* **Aim of the task**
Only lines containing "image" are wanted from the data below. Copy those lines.

(Stored records)
>>>
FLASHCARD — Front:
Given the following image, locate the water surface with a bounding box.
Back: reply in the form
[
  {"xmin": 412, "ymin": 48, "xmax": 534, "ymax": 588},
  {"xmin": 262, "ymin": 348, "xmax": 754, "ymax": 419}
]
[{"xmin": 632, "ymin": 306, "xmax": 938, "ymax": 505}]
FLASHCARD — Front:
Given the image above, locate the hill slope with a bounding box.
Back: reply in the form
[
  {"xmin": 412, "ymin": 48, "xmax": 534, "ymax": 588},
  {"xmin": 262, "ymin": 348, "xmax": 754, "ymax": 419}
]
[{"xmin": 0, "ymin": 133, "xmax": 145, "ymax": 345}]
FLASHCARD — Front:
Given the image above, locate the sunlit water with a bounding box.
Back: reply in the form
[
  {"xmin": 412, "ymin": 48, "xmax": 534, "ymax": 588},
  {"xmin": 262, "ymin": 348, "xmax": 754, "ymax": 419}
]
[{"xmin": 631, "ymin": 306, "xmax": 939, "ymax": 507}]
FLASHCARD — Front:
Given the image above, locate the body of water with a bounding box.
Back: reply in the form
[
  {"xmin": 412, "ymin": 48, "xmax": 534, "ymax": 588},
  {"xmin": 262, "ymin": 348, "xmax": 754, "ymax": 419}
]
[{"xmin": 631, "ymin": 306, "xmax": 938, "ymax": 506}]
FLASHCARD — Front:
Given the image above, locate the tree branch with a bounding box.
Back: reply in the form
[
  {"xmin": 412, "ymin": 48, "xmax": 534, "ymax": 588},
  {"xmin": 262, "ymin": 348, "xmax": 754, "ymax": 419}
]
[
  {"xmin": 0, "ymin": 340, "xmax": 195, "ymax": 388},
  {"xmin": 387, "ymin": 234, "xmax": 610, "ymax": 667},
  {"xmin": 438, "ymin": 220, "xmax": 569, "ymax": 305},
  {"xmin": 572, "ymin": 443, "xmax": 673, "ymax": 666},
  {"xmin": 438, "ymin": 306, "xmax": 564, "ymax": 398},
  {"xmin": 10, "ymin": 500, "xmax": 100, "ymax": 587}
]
<<<
* **Task output**
Given the following image, locate the water surface with a bounding box.
Given the image above, locate the hill slope with a bounding box.
Given the image above, locate the sunlit water with a bounding box.
Given the image above, locate the body of water with a bounding box.
Given the image above, locate the tree branch with a bounding box.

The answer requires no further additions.